═════ Input ═════

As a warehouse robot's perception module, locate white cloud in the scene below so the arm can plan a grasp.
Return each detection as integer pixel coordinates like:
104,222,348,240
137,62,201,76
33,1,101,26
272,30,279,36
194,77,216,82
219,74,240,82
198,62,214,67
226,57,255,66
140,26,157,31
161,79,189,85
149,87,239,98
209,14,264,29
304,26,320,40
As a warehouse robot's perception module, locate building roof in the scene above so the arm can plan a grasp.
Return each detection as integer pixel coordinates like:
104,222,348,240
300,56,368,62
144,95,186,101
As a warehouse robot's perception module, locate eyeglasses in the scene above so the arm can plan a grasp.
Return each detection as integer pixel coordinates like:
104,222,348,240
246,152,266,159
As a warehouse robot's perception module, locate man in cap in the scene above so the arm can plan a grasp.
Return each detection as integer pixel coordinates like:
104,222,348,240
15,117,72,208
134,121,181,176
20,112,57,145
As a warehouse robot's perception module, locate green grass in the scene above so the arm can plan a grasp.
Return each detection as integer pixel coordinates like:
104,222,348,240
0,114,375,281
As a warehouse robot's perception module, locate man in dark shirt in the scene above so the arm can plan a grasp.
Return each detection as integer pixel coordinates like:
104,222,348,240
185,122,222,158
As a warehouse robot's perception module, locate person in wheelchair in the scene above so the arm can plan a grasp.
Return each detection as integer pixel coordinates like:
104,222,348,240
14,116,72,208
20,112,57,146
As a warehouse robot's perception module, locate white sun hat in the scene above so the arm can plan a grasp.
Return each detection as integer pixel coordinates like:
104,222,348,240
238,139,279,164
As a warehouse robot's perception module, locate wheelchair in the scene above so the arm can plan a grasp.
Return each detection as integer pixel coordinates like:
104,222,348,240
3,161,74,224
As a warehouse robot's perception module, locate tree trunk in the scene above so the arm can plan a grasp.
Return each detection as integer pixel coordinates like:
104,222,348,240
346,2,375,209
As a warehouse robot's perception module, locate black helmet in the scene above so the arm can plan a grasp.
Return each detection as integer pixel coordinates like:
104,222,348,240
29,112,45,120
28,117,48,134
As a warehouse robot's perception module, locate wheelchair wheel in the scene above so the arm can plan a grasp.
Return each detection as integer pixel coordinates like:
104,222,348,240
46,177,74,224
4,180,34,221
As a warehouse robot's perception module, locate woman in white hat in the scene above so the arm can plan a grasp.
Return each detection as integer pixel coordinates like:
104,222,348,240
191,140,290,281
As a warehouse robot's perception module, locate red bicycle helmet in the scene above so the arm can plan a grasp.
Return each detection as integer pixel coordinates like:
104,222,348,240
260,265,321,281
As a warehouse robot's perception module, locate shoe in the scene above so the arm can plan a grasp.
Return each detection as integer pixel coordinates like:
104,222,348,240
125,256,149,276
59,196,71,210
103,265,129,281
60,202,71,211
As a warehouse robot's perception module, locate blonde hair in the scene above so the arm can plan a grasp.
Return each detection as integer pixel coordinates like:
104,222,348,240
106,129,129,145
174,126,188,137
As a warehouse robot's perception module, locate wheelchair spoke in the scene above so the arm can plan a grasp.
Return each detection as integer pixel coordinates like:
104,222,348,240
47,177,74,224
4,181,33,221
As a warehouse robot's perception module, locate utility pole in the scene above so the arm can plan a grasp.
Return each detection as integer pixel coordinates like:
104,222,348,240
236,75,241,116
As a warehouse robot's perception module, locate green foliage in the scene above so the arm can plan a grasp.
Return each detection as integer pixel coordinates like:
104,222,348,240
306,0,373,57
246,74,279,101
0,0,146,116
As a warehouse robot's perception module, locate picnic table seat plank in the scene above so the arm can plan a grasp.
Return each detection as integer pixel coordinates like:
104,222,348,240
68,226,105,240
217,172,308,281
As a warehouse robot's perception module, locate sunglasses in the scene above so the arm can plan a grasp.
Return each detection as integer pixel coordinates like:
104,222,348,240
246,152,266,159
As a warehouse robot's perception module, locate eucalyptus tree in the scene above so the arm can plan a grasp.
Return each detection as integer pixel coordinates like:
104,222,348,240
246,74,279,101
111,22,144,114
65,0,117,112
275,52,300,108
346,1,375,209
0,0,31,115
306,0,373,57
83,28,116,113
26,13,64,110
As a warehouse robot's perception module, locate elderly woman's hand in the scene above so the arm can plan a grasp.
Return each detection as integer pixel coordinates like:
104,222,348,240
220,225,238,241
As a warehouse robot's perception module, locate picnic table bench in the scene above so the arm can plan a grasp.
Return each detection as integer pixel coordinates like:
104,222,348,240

═════

What you are asked to do>
All records must be repeated exactly, with none skipped.

Solution below>
As a warehouse robot's perception module, locate white cloud in the scene below so the arm can plan a grasp.
Return each detection as integer pixel coordinates like:
104,222,348,240
137,62,201,76
33,1,101,26
272,30,279,36
194,77,216,82
219,74,240,82
198,62,214,67
226,57,255,66
140,26,157,31
161,79,189,85
149,87,239,98
209,14,264,29
304,26,320,40
As a warehouse robot's perception module, locate building roof in the scene above so the arm can plan a grasp.
Return each detection as integer pixel coordinates like:
104,222,348,240
300,56,368,62
144,95,186,101
As a warehouse robot's perception module, locate eyeglasses in the scene above so the arm can plan a grasp.
Return each detection as integer pixel coordinates like:
104,222,348,240
246,152,266,159
As a warehouse robot's perception module, locate man in cap in the scene above so the arm can plan a grasp.
Return each detection as integer pixel coordinates like:
104,222,348,240
15,117,72,208
134,121,181,176
20,112,57,145
As a warehouse robot's perception module, locate green grass in the scene above so the arm can plan a grasp.
Return each detection as integer pixel coordinates like:
104,222,348,240
0,114,375,281
As a warehouse robot's perception module, locate man in dark shirt in the scene above so the arm can plan a grasp.
Return each detection as integer pixel coordinates like:
104,222,348,240
185,122,222,158
As a warehouse robot's perception module, locate person in wheelchair in the scene above so the arm can plan a grasp.
Return each detection as integer pixel coordinates like:
104,222,348,240
14,116,72,208
20,112,57,146
As a warehouse robot's perception module, locate white sun hat in the scene above so the arm can plan a grasp.
Return each detection as integer pixel coordinates like:
104,222,348,240
238,139,279,164
As a warehouse robot's perception module, locate wheelchair in the scene above so the arm can plan a grasp.
Return each detection as integer pixel coordinates like:
104,222,348,240
3,161,74,224
As a warehouse robot's perception module, locate tree trunk in the scene above so the arm can plan a grasp.
Return each detection as integer pixel coordinates like:
104,222,348,240
346,2,375,209
As a warehouse robot's perception module, locate black helmet in the scene above so the arm can plan a grasp.
Return each detection as integer pixel coordinates like:
104,222,348,240
29,112,45,120
28,117,48,134
As a warehouse robot's perception module, locate wheelchair wheel in the scene above so the arm can plan a grasp.
Return each detection as integer pixel coordinates like:
104,222,348,240
46,177,74,224
4,180,34,221
As a warehouse robot's perception module, locate woman in white hat in the scene above so the arm can plan a grasp.
Return each detection as integer pixel coordinates like:
104,222,348,240
191,140,290,281
As a warehouse robot's perception module, locate red bicycle helmet in the scene above so the arm can plan a grasp.
Return each detection as integer pixel coordinates like:
104,222,348,240
260,265,321,281
As a warehouse robot's perception module, locate shoe in the scene above so the arm can plan a grasp.
Return each detection as integer pixel coordinates like:
104,222,348,240
125,256,149,276
59,196,71,210
103,265,129,281
60,202,71,211
As a warehouse robot's perception module, locate blonde hair in the scene above so the arm can plan a grasp.
Return each detection as integer pixel coordinates like:
104,222,348,240
106,129,129,145
174,126,188,137
As a warehouse robot's perception module, locate wheelchair spoke in the scene above so the arm can plan a grasp.
Return each detection as integer pixel coordinates like:
104,222,348,240
47,177,74,224
4,181,33,221
As a warehouse robot's perception module, locate utility pole in the scene above so the arm can plan a grasp.
Return each detection as integer pixel coordinates like:
104,222,348,240
236,75,241,116
As a warehouse robot's perception module, locate green foliage in the scene above so the arm can plan a grasp.
Return each detection as integer pixel coordinates like:
104,222,348,240
306,0,373,57
246,74,279,101
0,0,146,116
As a warehouse robot's perception module, locate picnic table seat plank in the scene above so the arm can plan a grasp.
Return each detection as integer pixel coordinates like:
104,222,348,240
68,226,105,240
217,172,308,281
As a warehouse robot's perception module, locate sunglasses in the scene above so the arm can plan a grasp.
Return each detection as integer pixel coordinates like:
104,222,348,240
246,152,266,159
As a warehouse robot's perception module, locate eucalyptus tree in the scene above so the arm can plan a grasp.
Return each detection as integer pixel coordinates like:
104,222,348,240
246,74,279,101
111,22,144,114
65,0,117,112
275,52,300,108
346,1,375,209
0,0,31,115
306,0,373,57
83,28,116,113
26,13,64,110
As a warehouse robot's perception module, locate elderly woman's hand in the scene above so the arm can plan a grasp.
Return each detection as integer pixel coordinates like:
104,222,348,240
220,225,238,241
As a warehouse robot's perception module, locate picnic table bench in the scene above so the arm can plan a grasp.
Return each detection as integer pixel coordinates like:
104,222,348,240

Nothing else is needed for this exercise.